Lines of data
• • • •

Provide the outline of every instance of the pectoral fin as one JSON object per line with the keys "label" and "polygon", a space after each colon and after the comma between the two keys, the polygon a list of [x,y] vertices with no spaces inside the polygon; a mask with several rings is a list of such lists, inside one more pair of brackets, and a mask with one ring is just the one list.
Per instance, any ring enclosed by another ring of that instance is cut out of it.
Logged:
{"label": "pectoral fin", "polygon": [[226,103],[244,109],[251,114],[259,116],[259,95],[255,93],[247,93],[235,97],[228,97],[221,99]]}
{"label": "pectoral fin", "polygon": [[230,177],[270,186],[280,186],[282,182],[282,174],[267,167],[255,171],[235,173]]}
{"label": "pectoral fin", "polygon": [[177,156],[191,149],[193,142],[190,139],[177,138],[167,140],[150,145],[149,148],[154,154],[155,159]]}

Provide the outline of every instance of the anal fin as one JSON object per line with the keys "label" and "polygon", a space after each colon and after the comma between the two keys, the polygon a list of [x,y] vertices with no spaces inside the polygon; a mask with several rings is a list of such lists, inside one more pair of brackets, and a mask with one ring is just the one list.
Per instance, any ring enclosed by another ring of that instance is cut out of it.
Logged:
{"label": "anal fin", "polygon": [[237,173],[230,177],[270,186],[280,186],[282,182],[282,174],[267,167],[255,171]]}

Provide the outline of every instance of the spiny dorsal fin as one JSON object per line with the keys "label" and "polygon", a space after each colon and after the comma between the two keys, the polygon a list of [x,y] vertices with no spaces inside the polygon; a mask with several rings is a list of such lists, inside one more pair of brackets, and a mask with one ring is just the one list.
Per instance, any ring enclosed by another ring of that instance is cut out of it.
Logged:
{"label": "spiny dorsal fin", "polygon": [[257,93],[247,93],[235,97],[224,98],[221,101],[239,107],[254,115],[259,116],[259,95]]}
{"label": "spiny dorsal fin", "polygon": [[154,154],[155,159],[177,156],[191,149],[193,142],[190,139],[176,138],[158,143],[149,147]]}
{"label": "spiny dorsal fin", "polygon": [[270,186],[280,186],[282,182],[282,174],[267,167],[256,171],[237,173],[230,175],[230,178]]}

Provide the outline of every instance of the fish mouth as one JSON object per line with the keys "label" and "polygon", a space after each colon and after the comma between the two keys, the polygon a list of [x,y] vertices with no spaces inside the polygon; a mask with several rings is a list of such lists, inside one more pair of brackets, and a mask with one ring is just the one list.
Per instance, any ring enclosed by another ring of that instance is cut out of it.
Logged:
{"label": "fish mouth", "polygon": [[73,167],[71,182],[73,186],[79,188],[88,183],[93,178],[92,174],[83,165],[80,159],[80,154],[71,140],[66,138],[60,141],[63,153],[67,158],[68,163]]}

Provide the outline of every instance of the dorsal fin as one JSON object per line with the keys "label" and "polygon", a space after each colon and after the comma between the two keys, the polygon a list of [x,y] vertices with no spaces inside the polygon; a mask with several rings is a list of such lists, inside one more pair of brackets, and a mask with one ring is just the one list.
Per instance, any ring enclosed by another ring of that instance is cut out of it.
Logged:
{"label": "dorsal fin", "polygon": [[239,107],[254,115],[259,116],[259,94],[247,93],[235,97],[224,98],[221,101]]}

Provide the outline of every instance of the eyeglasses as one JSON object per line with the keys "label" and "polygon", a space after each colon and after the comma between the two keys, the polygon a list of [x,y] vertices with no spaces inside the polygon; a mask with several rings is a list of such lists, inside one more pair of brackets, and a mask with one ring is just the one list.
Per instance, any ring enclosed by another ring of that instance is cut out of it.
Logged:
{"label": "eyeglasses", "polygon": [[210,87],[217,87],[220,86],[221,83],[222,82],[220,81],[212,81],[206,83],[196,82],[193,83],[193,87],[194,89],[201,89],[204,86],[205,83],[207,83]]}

• • • •

> Prompt
Convert the rows above into a JSON list of strings, one string per line, omitting blank lines.

> Answer to this exercise
[
  "Provide the outline of every instance of the pectoral fin as one JSON object per line with the keys \"label\" and \"polygon\", a space after each colon and after the comma between the two keys, the polygon a list of [x,y] vertices with no spaces inside the polygon; a mask with several rings is a list of such lists, inside one more pair of brackets, and a mask with one ring is just the one list.",
  "Per instance, any ring enclosed by another ring of that instance is cut out of it.",
  "Logged:",
  "{\"label\": \"pectoral fin\", \"polygon\": [[226,103],[244,109],[251,114],[259,116],[259,95],[255,93],[247,93],[235,97],[228,97],[221,99]]}",
  "{\"label\": \"pectoral fin\", \"polygon\": [[230,177],[270,186],[280,186],[282,182],[282,174],[267,167],[255,171],[235,173]]}",
  "{\"label\": \"pectoral fin\", \"polygon\": [[177,156],[191,149],[193,142],[190,139],[177,138],[167,140],[150,145],[149,148],[154,154],[155,159]]}",
  "Provide the outline of every instance of the anal fin as one JSON object per line with the keys \"label\" and \"polygon\", a space after each colon and after the comma between the two keys, the polygon a list of [x,y] vertices with no spaces inside the polygon; a mask with several rings is a list of such lists, inside one more pair of brackets, and a mask with one ring is just the one list.",
  "Per instance, any ring enclosed by another ring of that instance is cut out of it.",
  "Logged:",
  "{\"label\": \"anal fin\", \"polygon\": [[237,173],[230,177],[270,186],[280,186],[282,182],[282,174],[267,167],[255,171]]}",
  "Provide the outline of every instance of the spiny dorsal fin as one JSON object per line with the keys \"label\" and \"polygon\", a space after each colon and after the comma between the two keys, the polygon a list of [x,y] vertices with no spaces inside the polygon; a mask with several rings is a list of such lists, inside one more pair of brackets, and a mask with one ring is just the one list.",
  "Per instance, any ring enclosed by another ring of that instance is cut out of it.",
  "Logged:",
  "{\"label\": \"spiny dorsal fin\", \"polygon\": [[257,93],[247,93],[235,97],[224,98],[221,101],[239,107],[254,115],[259,116],[259,95]]}",
  "{\"label\": \"spiny dorsal fin\", \"polygon\": [[154,154],[155,159],[177,156],[191,149],[193,142],[190,139],[176,138],[158,143],[149,147]]}",
  "{\"label\": \"spiny dorsal fin\", \"polygon\": [[270,186],[280,186],[282,182],[282,174],[267,167],[256,171],[237,173],[230,175],[230,178]]}",
  "Provide the outline of every instance of the fish mouth as one JSON object per line with the keys \"label\" and \"polygon\", a space after each colon and after the comma between the two keys, the polygon a list of [x,y] vertices with no spaces inside the polygon; a mask with several rings is a list of such lists, inside one more pair of brackets, and a mask with one ring is just the one list.",
  "Per instance, any ring enclosed by another ring of that instance is cut out of it.",
  "Logged:",
  "{\"label\": \"fish mouth\", \"polygon\": [[73,167],[71,182],[73,186],[79,188],[88,183],[93,178],[92,174],[83,165],[80,159],[80,154],[71,140],[66,138],[60,141],[63,153],[67,158],[68,163]]}",
  "Provide the outline of every instance of the dorsal fin as one JSON object per line with the keys \"label\" and \"polygon\", a space after each colon and after the comma between the two keys, the polygon a list of [x,y] vertices with no spaces inside the polygon; a mask with several rings is a list of such lists, inside one more pair of brackets, and a mask with one ring is just the one list.",
  "Per instance, any ring enclosed by another ring of that instance is cut out of it.",
  "Logged:",
  "{\"label\": \"dorsal fin\", \"polygon\": [[239,107],[254,115],[259,116],[259,94],[247,93],[235,97],[224,98],[221,101]]}",
  "Provide the outline of every instance of the eyeglasses as one JSON object per line with the keys \"label\" and \"polygon\", a space after each colon and after the comma between the two keys, the polygon a list of [x,y] vertices with no spaces inside the polygon; a mask with several rings is a list of such lists, inside one more pair of brackets, and a mask with one ring is just the one list.",
  "Per instance, any ring enclosed by another ring of that instance is cut out of it.",
  "Logged:",
  "{\"label\": \"eyeglasses\", \"polygon\": [[210,87],[217,87],[220,86],[221,83],[222,82],[220,81],[212,81],[206,83],[196,82],[193,83],[193,87],[194,89],[201,89],[204,86],[205,83],[207,83]]}"
]